*** Opening of PAGE EXTRACT ***

Adobe and Apple also offer versatile editing software. The latest version of Apple's Final Cut Pro, which supports broadcast-quality high-definition video, is a low-cost alternative to Premier and AfterEffects from market leader Adobe. Tools from Envivio ( http://www.envivio.com) let developers edit and code content for delivery to different networks and multiple platforms, including mobile phones and PDAs. Figure 4 shows a screen shot from the Envivio Encoding Station.


Figure 4. Envivio's Encoding Station is part of the company's end-to-end MPEG-4 application suite, enabling multiuser, nonlinear MPEG-4 design, composition, and encoding with full digital rights protection. (Image courtesy of Envivio, Inc.)

A growing number of companies support the Synchronized Multimedia Integration Language. SMIL is to the RTSP and media servers what HTML is to HTTP and Web servers. Endorsed by the World Wide Web Consortium, SMIL offers an XML-based approach for controlling and coordinating rich media presentations, including video, text, and animations. RealNetworks, the most dedicated supporter of SMIL, has released its own XML and SMIL authoring tool. Microsoft, Adobe, and Apple also support SMIL.
SMIL is a simple but elegant markup language. It supports the overlay media streams with clickable maps and media clips in secondary windows. SMIL lists a separate URL for each component of the media presentation, meaning it can assemble presentations from clips stored on any streaming media or Web server.
Digitized video and audio are data intensive. Ten seconds of uncompressed broadcast-quality video (640 × 480 pixels) amounts to about 300 Mbytes, and a full-length movie can occupy 2 Tbytes. Compression technology can reduce media files by as much as 90 percent. A basic guideline on bandwidth strategy is that there is essentially a tradeoff between bandwidth and video size or quality. The larger the video window, the larger the bandwidth requirement to obtain satisfying results. The four sizes in the table are common dimensions for Internet video. (176 × 132 pixels is about the size of a match box.) Advanced tools can resize videos and target video to multiple bandwidths.
Video Goes Mobile
Mobile video has created a veritable gold rush among wireless carriers, media companies, and content developers. High-speed wireless networks promise to transform the mobile phone into the fourth screen, after television, cinema, and the PC. A growing percentage of the more than 400 million mobile phones sold each year are video enabled, creating a market for mobile video that will ultimately reach a billion-plus consumers.
Asian carriers have taken the lead in mobile video. In 2002, Japanese electronics maker Sharp released the SH-51, the world's first handset capable of recording, editing, and sending video mail. Japanese carrier JPhone used the SH-51 to launch Sha-Movie, a video-mail service that lets consumers send and receive 5-second video clips. Japan's KDDI followed suit. Its EZMovie services let subscribers send up to 15 seconds of video to other KDDI subscribers or to a PC. Earlier this year, KDDI launched 25 multimedia programs for users of its advanced 3G mobile phones in Japan. Figure 5 shows two samples of the company's current offerings.

*** Close of PAGE EXTRACT ***
*** Opening of ENTRIES SUPPLIED ***

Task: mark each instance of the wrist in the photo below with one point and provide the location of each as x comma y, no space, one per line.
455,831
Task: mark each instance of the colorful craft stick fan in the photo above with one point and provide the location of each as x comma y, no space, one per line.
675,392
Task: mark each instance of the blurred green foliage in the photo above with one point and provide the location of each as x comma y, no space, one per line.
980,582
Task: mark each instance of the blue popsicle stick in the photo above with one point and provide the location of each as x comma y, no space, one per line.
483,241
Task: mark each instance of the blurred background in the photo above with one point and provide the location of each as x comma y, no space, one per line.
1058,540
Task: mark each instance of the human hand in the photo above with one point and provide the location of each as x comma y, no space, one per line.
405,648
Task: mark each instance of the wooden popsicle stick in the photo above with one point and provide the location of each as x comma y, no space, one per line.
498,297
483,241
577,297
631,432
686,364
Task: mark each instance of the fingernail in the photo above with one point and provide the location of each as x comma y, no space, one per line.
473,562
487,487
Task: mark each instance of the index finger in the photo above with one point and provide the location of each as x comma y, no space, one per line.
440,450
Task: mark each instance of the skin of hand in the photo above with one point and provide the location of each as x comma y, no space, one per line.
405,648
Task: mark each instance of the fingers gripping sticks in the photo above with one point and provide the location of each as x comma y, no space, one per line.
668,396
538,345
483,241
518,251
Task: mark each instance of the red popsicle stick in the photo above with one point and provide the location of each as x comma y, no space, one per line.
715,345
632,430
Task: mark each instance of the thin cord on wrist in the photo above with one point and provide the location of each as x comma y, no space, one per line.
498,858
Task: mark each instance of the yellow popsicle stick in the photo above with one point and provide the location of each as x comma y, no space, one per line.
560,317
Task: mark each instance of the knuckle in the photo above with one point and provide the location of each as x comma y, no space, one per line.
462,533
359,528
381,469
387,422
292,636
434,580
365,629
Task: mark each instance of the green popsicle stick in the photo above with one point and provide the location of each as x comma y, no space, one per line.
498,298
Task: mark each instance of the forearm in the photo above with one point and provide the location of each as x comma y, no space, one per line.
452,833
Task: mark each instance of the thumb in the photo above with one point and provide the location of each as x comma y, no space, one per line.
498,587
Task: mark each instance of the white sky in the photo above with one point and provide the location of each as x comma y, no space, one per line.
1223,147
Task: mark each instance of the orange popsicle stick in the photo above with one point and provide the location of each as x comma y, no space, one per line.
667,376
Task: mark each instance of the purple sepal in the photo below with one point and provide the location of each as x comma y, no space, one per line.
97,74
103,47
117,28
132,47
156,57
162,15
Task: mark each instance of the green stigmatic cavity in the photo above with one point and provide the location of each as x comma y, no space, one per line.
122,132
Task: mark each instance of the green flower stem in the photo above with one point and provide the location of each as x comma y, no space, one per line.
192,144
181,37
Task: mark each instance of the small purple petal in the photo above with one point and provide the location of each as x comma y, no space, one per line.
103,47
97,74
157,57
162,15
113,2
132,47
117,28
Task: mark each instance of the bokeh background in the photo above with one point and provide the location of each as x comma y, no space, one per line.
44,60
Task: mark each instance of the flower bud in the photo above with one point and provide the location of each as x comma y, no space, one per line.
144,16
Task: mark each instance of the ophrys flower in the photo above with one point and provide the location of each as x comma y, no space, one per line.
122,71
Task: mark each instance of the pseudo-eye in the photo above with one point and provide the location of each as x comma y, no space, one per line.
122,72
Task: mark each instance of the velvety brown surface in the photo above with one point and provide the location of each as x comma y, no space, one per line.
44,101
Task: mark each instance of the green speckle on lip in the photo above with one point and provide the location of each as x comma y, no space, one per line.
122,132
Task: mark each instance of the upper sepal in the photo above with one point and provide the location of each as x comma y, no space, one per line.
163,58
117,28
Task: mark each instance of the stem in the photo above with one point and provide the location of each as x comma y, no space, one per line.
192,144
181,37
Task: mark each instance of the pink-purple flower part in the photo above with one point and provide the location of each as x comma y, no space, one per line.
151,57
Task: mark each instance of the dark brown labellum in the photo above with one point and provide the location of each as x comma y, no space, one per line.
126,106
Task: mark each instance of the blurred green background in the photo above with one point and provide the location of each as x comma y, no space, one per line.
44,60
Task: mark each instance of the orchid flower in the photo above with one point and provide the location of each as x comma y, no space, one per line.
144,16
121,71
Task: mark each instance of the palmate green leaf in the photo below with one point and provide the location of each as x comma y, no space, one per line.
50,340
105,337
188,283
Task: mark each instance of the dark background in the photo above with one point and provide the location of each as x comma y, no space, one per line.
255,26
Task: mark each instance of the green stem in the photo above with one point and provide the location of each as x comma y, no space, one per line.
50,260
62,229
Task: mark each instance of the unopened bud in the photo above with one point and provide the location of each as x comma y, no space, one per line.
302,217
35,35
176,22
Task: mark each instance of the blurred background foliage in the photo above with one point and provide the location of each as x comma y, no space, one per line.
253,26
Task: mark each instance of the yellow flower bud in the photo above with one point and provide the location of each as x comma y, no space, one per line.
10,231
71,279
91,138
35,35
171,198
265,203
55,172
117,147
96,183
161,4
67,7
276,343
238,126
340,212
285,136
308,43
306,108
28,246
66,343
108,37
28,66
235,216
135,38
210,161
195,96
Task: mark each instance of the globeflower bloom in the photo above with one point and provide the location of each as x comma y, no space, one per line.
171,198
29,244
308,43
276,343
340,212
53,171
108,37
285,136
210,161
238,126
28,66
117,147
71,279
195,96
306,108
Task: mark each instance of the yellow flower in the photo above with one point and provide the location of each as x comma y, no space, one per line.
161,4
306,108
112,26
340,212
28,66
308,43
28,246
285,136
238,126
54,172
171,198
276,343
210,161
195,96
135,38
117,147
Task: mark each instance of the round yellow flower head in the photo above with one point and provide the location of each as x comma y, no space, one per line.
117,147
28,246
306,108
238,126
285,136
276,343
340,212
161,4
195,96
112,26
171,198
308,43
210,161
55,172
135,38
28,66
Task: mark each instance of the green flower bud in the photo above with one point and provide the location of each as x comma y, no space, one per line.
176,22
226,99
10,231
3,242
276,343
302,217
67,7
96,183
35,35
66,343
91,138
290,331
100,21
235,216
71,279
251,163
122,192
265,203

*** Close of ENTRIES SUPPLIED ***

» ASSIGNED TASK 1: In the article on streaming video, what handset did Sharp release in 2002?
» ASSIGNED TASK 2: According to the article on streaming video, why can SMIL assemble presentations from clips stored on any streaming media or Web server?
» ASSIGNED TASK 3: Carry on the article on streaming video from the point where it stops.

» WRITTEN ANSWER 1: Sharp released the SH-51, the world's first handset capable of recording, editing, and sending video mail.

» WRITTEN ANSWER 2: SMIL can do this because it lists a separate URL for each component of the media presentation. Each clip is referenced by its own address, so it can come from any streaming media or Web server.

» WRITTEN ANSWER 3:
Figure 5. Japan's wireless carrier KDDI offers 25 multimedia programs, including live news and sports highlights. The company's CDMA 1 × WIN technology offers high-speed access of up to 2.4 Mbps, and provides high-quality images. (Image courtesy of KDDI Corp.)

Korea's SK Telecom has offered movie trailers, music videos, news, and sports highlights since 2001. Despite the hefty fees—about 50 cents for movie trailers and $1.00 for multimedia news or sports clips—the service was an instant hit, and contributes significantly to the carrier's average revenue per user. SK Telecom's content menu has expanded to more than 6,000 titles, and the company plans to produce its own video content.
Video Calling on the Go
Japanese youngsters were the first to embrace mobile video. They use their camera phones to record video clips of their pets or birthday parties and send them to friends and relatives. While on holiday at a beach or ski resort, they send a video clip rather than a postcard. But mobile video is increasingly used in business applications to save time and money.
In Japan, technicians using camera-enabled mobile phones transmit images of equipment to engineers for diagnostics. Location scouts send video clips to art directors and movie producers. Commuters dial traffic cameras to check live road conditions, and security personnel tap into cameras at warehouses and construction sites. Japanese companies have equipped sentry robots with video cameras, enabling home owners to keep an eye on their property. The phones can remotely control the robot and other household appliances.
Mobile phones are evolving into multimedia tools with Sony Walkman-like functions, that is, radio and even TV receivers. KDDI 3G network phones can store 3 Mbytes of high-quality video, and the next generation mobile phone will be equipped with a hard disk. Toshiba has started mass producing 0.85-inch hard disk drives with storage capacities of 2 and 4 Gbytes.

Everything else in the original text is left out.